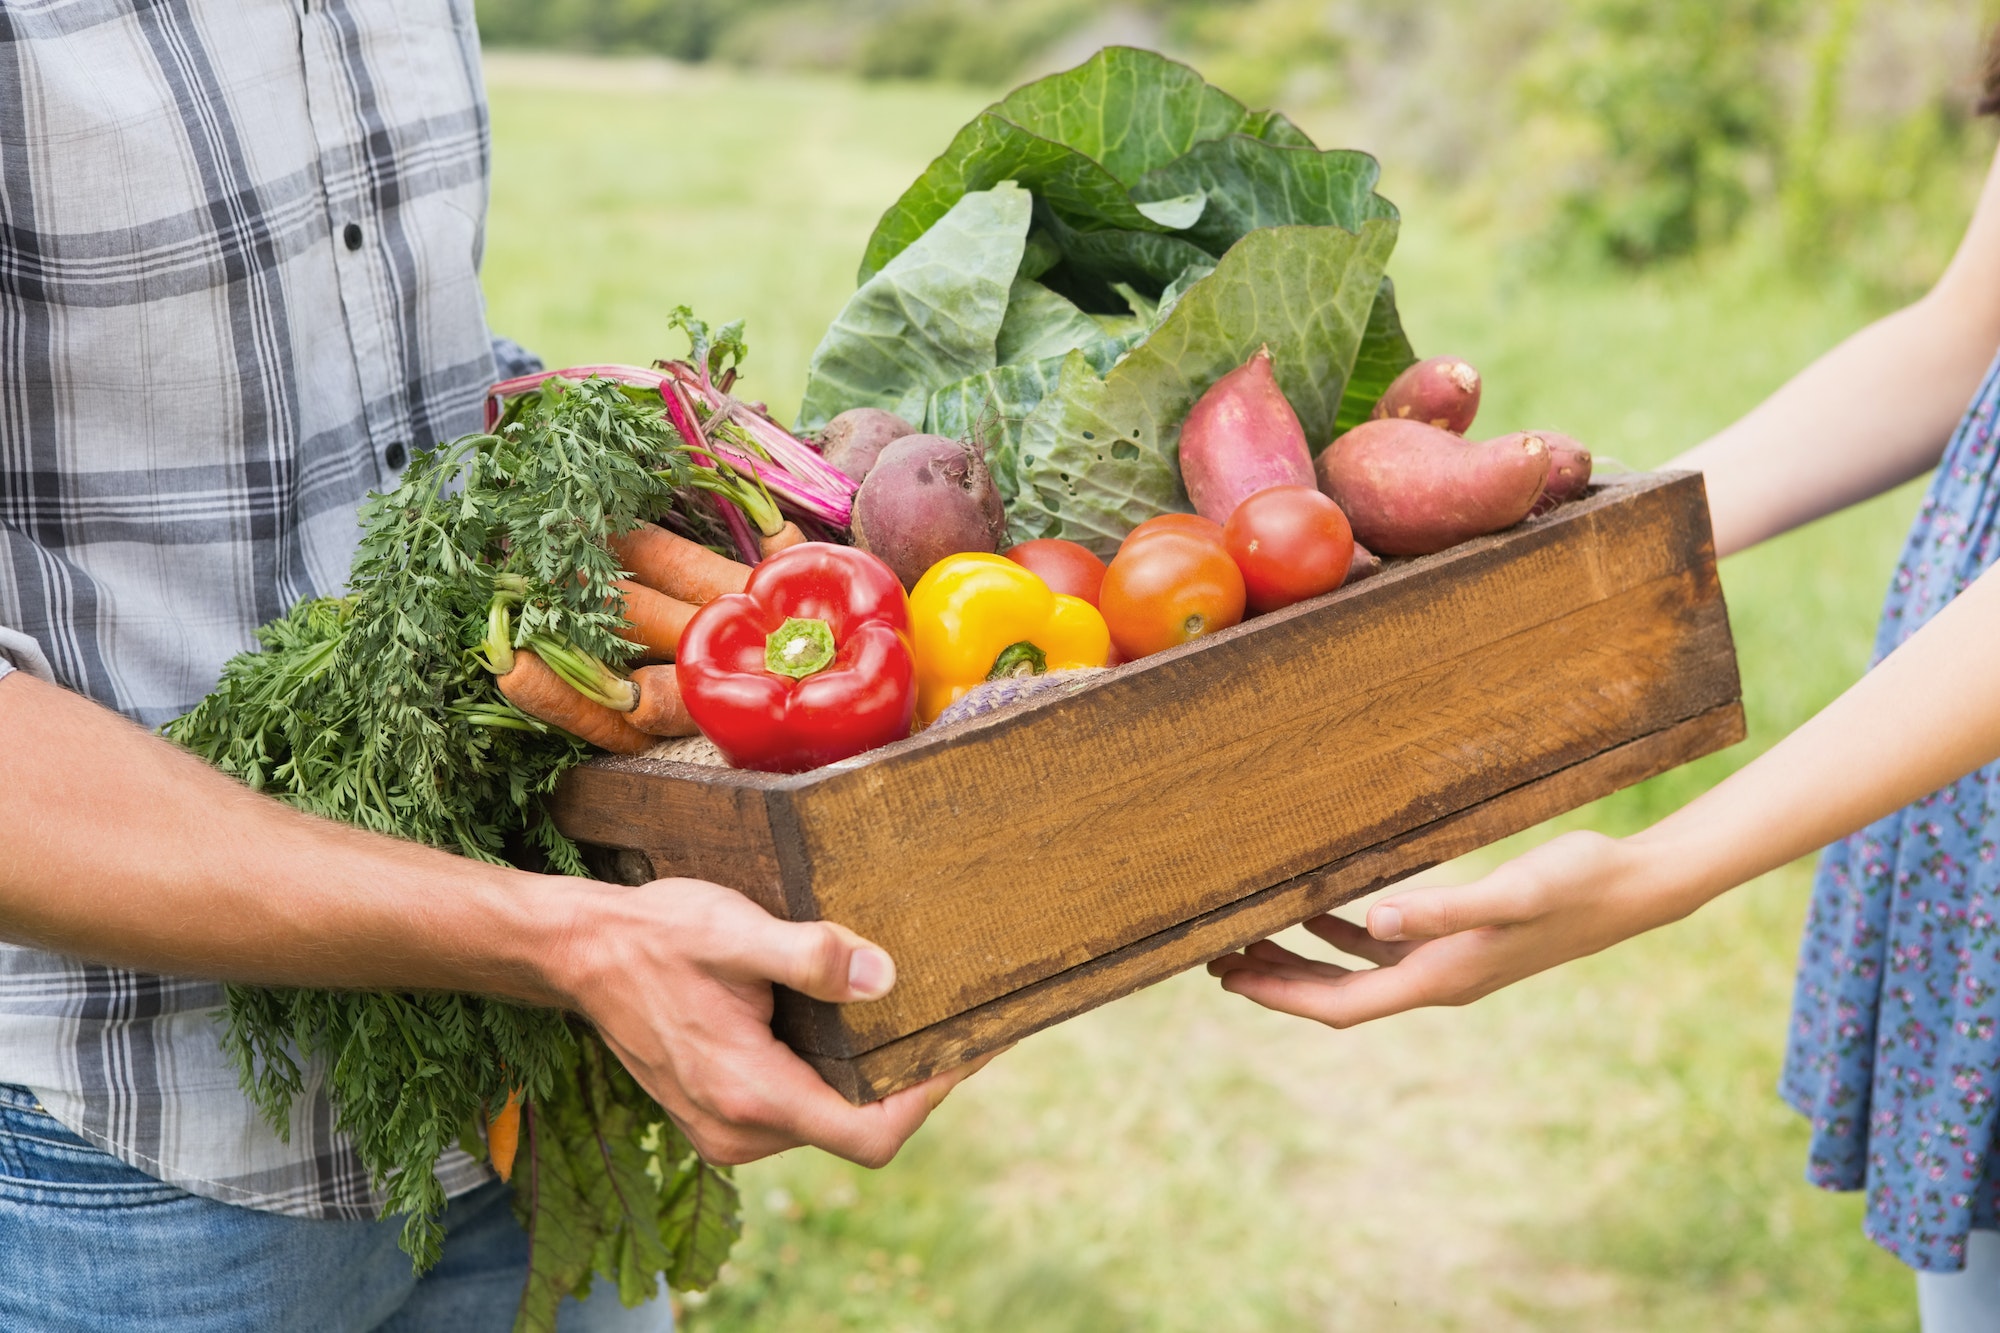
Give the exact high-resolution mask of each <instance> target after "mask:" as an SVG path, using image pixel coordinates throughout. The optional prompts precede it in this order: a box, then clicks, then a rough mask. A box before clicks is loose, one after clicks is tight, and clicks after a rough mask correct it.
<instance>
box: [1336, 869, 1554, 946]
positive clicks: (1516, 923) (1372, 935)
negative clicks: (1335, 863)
mask: <svg viewBox="0 0 2000 1333" xmlns="http://www.w3.org/2000/svg"><path fill="white" fill-rule="evenodd" d="M1538 913H1540V903H1538V895H1536V893H1534V889H1532V885H1530V881H1528V879H1526V877H1522V875H1520V873H1514V871H1512V867H1500V869H1498V871H1494V873H1492V875H1488V877H1486V879H1476V881H1472V883H1470V885H1448V887H1444V885H1440V887H1436V889H1408V891H1404V893H1398V895H1394V897H1388V899H1382V901H1380V903H1376V905H1374V907H1370V909H1368V935H1370V937H1374V939H1376V941H1382V943H1390V941H1424V939H1442V937H1446V935H1458V933H1460V931H1476V929H1480V927H1496V925H1518V923H1522V921H1530V919H1532V917H1536V915H1538Z"/></svg>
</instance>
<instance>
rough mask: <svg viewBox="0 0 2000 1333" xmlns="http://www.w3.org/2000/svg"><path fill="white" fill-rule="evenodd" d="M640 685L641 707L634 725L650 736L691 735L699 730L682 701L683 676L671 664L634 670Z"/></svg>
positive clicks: (636, 680)
mask: <svg viewBox="0 0 2000 1333" xmlns="http://www.w3.org/2000/svg"><path fill="white" fill-rule="evenodd" d="M632 685H636V687H638V707H636V709H632V719H630V721H632V725H634V727H638V729H640V731H644V733H646V735H650V737H692V735H696V733H698V731H700V727H696V725H694V719H692V717H688V705H684V703H682V701H680V679H678V677H676V675H674V669H672V667H640V669H638V671H634V673H632Z"/></svg>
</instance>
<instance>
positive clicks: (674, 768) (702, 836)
mask: <svg viewBox="0 0 2000 1333" xmlns="http://www.w3.org/2000/svg"><path fill="white" fill-rule="evenodd" d="M700 773H702V769H698V767H696V765H674V763H658V761H650V763H648V761H630V759H626V761H594V763H588V765H584V767H580V769H576V771H574V773H570V775H568V777H566V779H564V781H562V785H560V787H558V789H556V793H554V797H550V813H552V815H554V819H556V827H558V829H562V831H564V833H568V835H570V837H572V839H578V841H580V843H592V845H598V847H608V849H620V851H628V853H636V855H638V857H642V861H638V863H636V865H634V863H630V861H628V863H626V865H622V867H618V879H622V881H628V883H644V881H646V879H658V877H666V875H686V877H692V879H710V881H714V883H718V885H728V887H732V889H740V891H742V893H744V895H748V897H750V899H754V901H756V903H758V905H760V907H764V911H768V913H774V915H780V917H788V915H792V905H790V903H788V899H786V895H784V877H782V867H780V861H778V849H776V839H774V835H772V829H770V807H768V797H766V795H768V789H770V785H772V781H774V779H764V781H762V783H712V781H704V779H700V777H690V775H700ZM746 777H752V779H756V777H762V775H746ZM636 877H642V879H636Z"/></svg>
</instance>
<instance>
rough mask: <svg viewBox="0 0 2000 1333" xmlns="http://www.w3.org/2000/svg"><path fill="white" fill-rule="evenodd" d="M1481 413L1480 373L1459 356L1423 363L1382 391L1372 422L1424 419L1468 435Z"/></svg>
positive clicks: (1420, 361)
mask: <svg viewBox="0 0 2000 1333" xmlns="http://www.w3.org/2000/svg"><path fill="white" fill-rule="evenodd" d="M1478 412H1480V372H1478V370H1474V368H1472V366H1470V364H1466V362H1462V360H1458V358H1456V356H1432V358H1430V360H1420V362H1416V364H1414V366H1410V368H1408V370H1404V372H1402V374H1398V376H1396V378H1394V380H1390V386H1388V388H1386V390H1384V392H1382V398H1380V400H1378V402H1376V404H1374V410H1372V412H1370V418H1372V420H1420V422H1424V424H1428V426H1436V428H1438V430H1450V432H1452V434H1464V432H1466V430H1470V428H1472V418H1474V416H1478Z"/></svg>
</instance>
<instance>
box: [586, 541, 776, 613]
mask: <svg viewBox="0 0 2000 1333" xmlns="http://www.w3.org/2000/svg"><path fill="white" fill-rule="evenodd" d="M612 552H614V554H616V556H618V562H620V564H624V566H626V568H628V570H632V576H634V578H638V580H640V582H644V584H646V586H648V588H652V590H654V592H666V594H668V596H678V598H680V600H684V602H694V604H696V606H700V604H702V602H712V600H716V598H718V596H722V594H724V592H742V590H744V584H746V582H750V566H748V564H740V562H738V560H732V558H728V556H718V554H716V552H714V550H710V548H708V546H702V544H698V542H690V540H688V538H686V536H676V534H672V532H668V530H666V528H662V526H658V524H652V522H642V524H638V526H636V528H632V530H630V532H618V534H616V536H612Z"/></svg>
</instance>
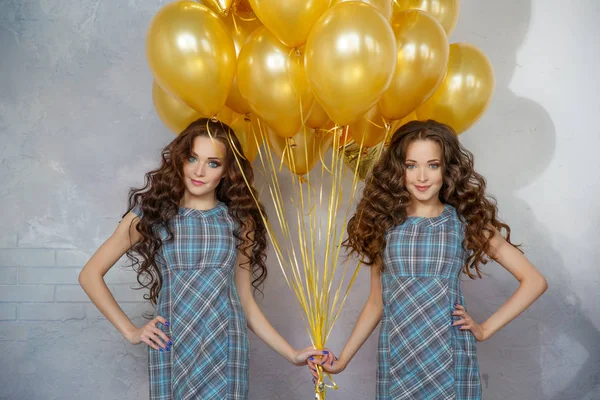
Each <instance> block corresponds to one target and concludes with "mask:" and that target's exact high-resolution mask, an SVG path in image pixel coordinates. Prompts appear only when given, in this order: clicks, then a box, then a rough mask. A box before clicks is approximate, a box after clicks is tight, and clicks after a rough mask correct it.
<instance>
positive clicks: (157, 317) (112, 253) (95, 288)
mask: <svg viewBox="0 0 600 400" xmlns="http://www.w3.org/2000/svg"><path fill="white" fill-rule="evenodd" d="M138 222H139V218H138V217H137V215H135V214H133V213H131V212H130V213H128V214H127V215H126V216H125V217H124V218H123V219H122V220H121V222H120V223H119V225H118V226H117V229H115V232H114V233H113V234H112V235H111V236H110V237H109V238H108V239H107V240H106V242H104V243H103V244H102V246H100V248H99V249H98V250H97V251H96V252H95V253H94V255H93V256H92V258H90V260H89V261H88V262H87V263H86V264H85V266H84V267H83V270H82V271H81V273H80V274H79V284H80V285H81V287H82V288H83V290H84V291H85V292H86V293H87V295H88V296H89V298H90V300H92V302H93V303H94V305H95V306H96V307H98V310H100V312H102V314H104V316H105V317H106V318H107V319H108V320H109V321H110V323H111V324H113V325H114V327H115V328H117V330H118V331H119V332H121V334H122V335H123V336H124V337H125V338H126V339H127V340H129V341H130V342H131V343H133V344H138V343H141V342H142V341H143V342H145V343H147V344H148V345H149V346H151V347H153V348H155V349H157V350H158V347H157V346H156V344H154V343H152V342H155V343H158V344H159V345H160V347H162V348H165V349H166V348H167V347H168V346H167V345H166V344H165V343H163V342H162V341H161V340H160V339H158V337H157V336H160V337H161V338H162V339H163V340H164V341H165V342H166V343H169V342H170V341H169V339H168V338H167V336H166V335H165V334H164V333H163V332H162V331H160V330H159V329H158V328H156V327H155V325H156V322H162V323H163V324H164V323H165V322H166V320H164V318H162V317H157V318H155V320H156V321H155V320H152V321H150V323H148V324H147V325H146V326H145V327H143V328H138V327H136V326H135V325H134V324H133V323H132V322H131V320H130V319H129V318H128V317H127V315H126V314H125V313H124V312H123V310H122V309H121V307H119V305H118V304H117V302H116V300H115V298H114V297H113V295H112V293H111V292H110V290H109V289H108V287H107V286H106V283H105V282H104V275H106V273H107V272H108V271H109V270H110V269H111V268H112V267H113V266H114V265H115V263H116V262H117V261H118V260H119V259H120V258H121V257H122V256H123V255H124V254H125V252H127V250H129V249H130V248H131V247H132V246H133V245H134V244H135V243H137V242H139V241H140V240H141V235H140V234H139V232H138V231H137V230H136V229H135V227H136V226H137V223H138ZM151 323H154V325H153V326H154V329H152V327H151V326H148V325H150V324H151ZM145 328H146V329H145Z"/></svg>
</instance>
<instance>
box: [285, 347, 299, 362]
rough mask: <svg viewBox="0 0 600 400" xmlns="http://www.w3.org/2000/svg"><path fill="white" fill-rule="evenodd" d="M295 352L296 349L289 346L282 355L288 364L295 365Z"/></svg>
mask: <svg viewBox="0 0 600 400" xmlns="http://www.w3.org/2000/svg"><path fill="white" fill-rule="evenodd" d="M296 354H297V351H296V350H295V349H293V348H291V347H290V348H289V349H288V350H287V351H286V352H285V353H284V354H282V355H283V357H284V358H285V359H286V360H288V362H289V363H290V364H294V365H296Z"/></svg>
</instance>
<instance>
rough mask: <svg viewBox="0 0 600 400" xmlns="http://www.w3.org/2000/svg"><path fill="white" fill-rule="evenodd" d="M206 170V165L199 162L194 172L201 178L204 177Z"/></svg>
mask: <svg viewBox="0 0 600 400" xmlns="http://www.w3.org/2000/svg"><path fill="white" fill-rule="evenodd" d="M205 168H206V165H205V163H203V162H199V163H198V164H197V165H196V169H195V170H194V175H196V176H199V177H202V176H204V172H205Z"/></svg>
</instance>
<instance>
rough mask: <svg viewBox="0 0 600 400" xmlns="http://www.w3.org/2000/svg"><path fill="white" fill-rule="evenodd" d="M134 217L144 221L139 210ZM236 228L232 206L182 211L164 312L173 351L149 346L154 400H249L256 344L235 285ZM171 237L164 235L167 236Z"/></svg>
mask: <svg viewBox="0 0 600 400" xmlns="http://www.w3.org/2000/svg"><path fill="white" fill-rule="evenodd" d="M134 212H136V214H138V215H140V214H141V213H140V212H139V209H135V210H134ZM235 228H236V226H235V223H234V221H233V219H232V218H231V217H230V216H229V213H228V211H227V207H226V206H225V204H223V203H220V202H219V203H218V204H217V206H216V207H215V208H213V209H211V210H206V211H201V210H194V209H188V208H180V210H179V213H178V215H177V216H176V217H175V218H173V220H172V221H171V229H172V230H173V235H174V239H173V240H171V241H168V242H165V243H163V246H162V248H161V251H160V259H161V260H164V263H165V265H164V266H163V269H162V271H161V274H162V278H163V284H162V288H161V291H160V294H159V298H158V304H157V307H156V314H157V315H161V316H163V317H165V318H166V319H167V321H169V322H170V326H168V327H166V326H162V324H159V329H161V330H162V331H163V332H165V333H166V334H167V335H168V336H169V337H172V338H173V345H172V346H171V351H163V352H160V351H157V350H154V349H152V348H150V347H148V356H149V373H150V398H151V399H152V400H167V399H169V400H171V399H177V400H188V399H219V400H220V399H231V400H238V399H247V396H248V365H249V360H248V354H249V350H248V349H249V345H248V337H247V331H246V320H245V317H244V313H243V309H242V305H241V303H240V300H239V297H238V294H237V291H236V288H235V283H234V265H235V261H236V257H237V249H236V244H237V242H236V239H235V237H234V236H233V230H234V229H235ZM162 234H163V236H164V232H163V233H162Z"/></svg>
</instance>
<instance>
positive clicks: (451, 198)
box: [344, 120, 517, 279]
mask: <svg viewBox="0 0 600 400" xmlns="http://www.w3.org/2000/svg"><path fill="white" fill-rule="evenodd" d="M416 140H431V141H433V142H435V143H437V144H438V145H439V146H440V149H441V152H442V160H441V162H442V166H441V167H442V175H443V184H442V187H441V189H440V193H439V199H440V201H441V202H442V203H444V204H449V205H451V206H453V207H454V208H455V209H456V211H457V214H458V216H459V218H460V220H461V221H462V222H463V223H464V225H465V237H464V240H463V247H464V249H465V250H466V251H467V252H469V256H468V257H467V260H466V262H465V266H464V269H463V272H464V273H465V274H467V275H469V277H470V278H471V279H474V278H475V274H476V275H477V276H478V277H479V278H481V276H482V275H481V270H480V268H479V267H480V265H482V264H486V263H487V262H488V260H489V254H491V253H490V250H491V249H490V239H491V237H492V235H493V230H492V229H491V228H490V227H491V226H493V227H494V228H496V229H497V230H498V231H500V232H502V231H504V233H505V237H506V240H507V241H508V243H510V244H511V245H513V246H515V245H514V244H512V243H511V241H510V227H509V226H508V225H506V224H505V223H502V222H501V221H499V220H498V218H497V214H498V208H497V205H496V201H495V200H494V199H493V198H492V197H488V196H487V195H486V193H485V187H486V181H485V178H484V177H483V176H481V175H479V174H478V173H477V172H475V170H474V168H473V154H472V153H471V152H469V151H468V150H466V149H465V148H464V147H463V146H462V145H461V144H460V142H459V140H458V136H457V135H456V133H455V132H454V130H453V129H452V128H451V127H449V126H448V125H444V124H442V123H439V122H437V121H433V120H428V121H412V122H409V123H407V124H405V125H403V126H402V127H400V128H399V129H398V130H396V132H394V135H393V137H392V140H391V142H390V145H389V148H388V149H387V150H386V151H385V152H384V153H383V154H382V156H381V159H380V160H379V162H378V163H377V164H376V165H375V166H374V167H373V170H372V171H371V174H370V176H368V177H367V179H366V180H365V182H366V185H365V188H364V192H363V197H362V199H361V200H360V202H359V204H358V206H357V207H356V212H355V214H354V215H353V216H352V218H351V219H350V221H349V222H348V227H347V229H348V238H347V239H346V240H345V241H344V246H345V247H346V249H348V250H349V251H350V254H356V255H357V256H359V257H361V258H362V261H363V263H364V264H367V265H373V264H374V263H376V262H378V263H380V264H381V267H382V268H383V263H382V262H381V261H382V253H383V250H384V248H385V246H386V240H385V234H386V232H387V231H388V230H389V229H391V228H392V227H394V226H396V225H400V224H402V223H404V221H405V220H406V218H407V211H406V208H407V206H408V205H409V203H410V201H411V196H410V193H409V192H408V190H407V189H406V186H405V171H406V167H405V161H406V151H407V149H408V146H409V144H410V143H412V142H414V141H416ZM515 247H517V246H515ZM473 271H474V272H475V274H474V273H473Z"/></svg>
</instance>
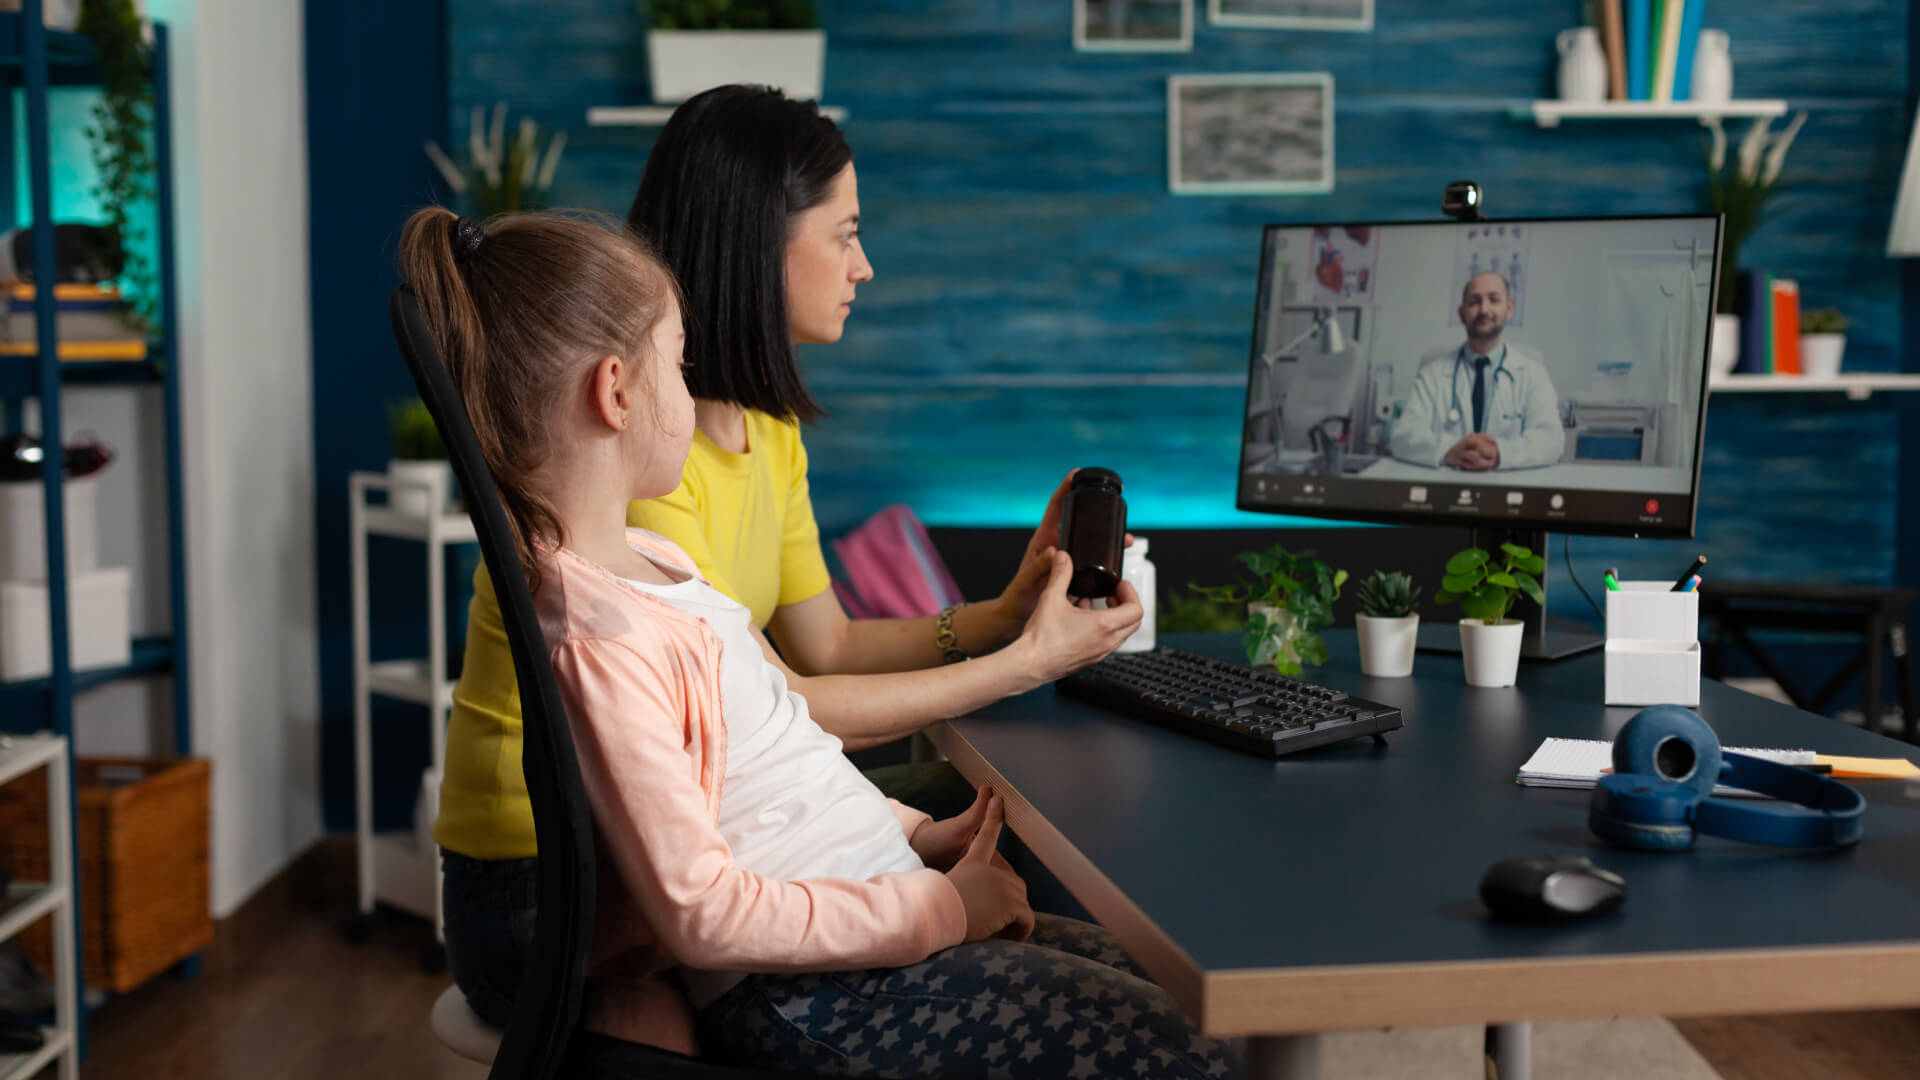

About this exercise
Could you return the rows above, word for word, from their start through the line containing "negative clicks: (1335, 863)", with both ends included? Leave the pictures out of your answer.

Response to this task
Give the exact high-resolution mask of each <instance> target after "mask:" as an SVG path, using image pixel coordinates throughout. The optional prompts precede it in this order: a box, then clicks, then a rough mask. A box before clicks is loose, one after clicks is tight, and clicks after a rough mask correct it.
<instance>
box: [1336, 869, 1554, 946]
positive clicks: (1516, 923) (1372, 935)
negative clicks: (1335, 863)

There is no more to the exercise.